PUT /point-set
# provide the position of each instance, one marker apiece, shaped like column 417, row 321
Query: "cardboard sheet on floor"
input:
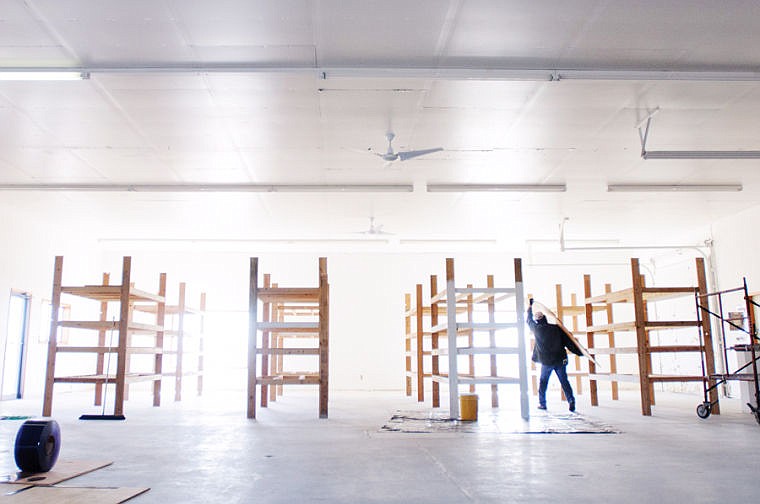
column 72, row 495
column 427, row 422
column 11, row 488
column 62, row 471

□ □ □ □

### WRITTEN REQUEST
Reproduce every line above verbatim, leaving out the picture.

### COMPLETE ANSWER
PUT /point-set
# provide the position of each instance, one marker apiece, shaped like column 417, row 321
Query: "cardboard sheet on floor"
input:
column 72, row 495
column 427, row 422
column 11, row 488
column 62, row 471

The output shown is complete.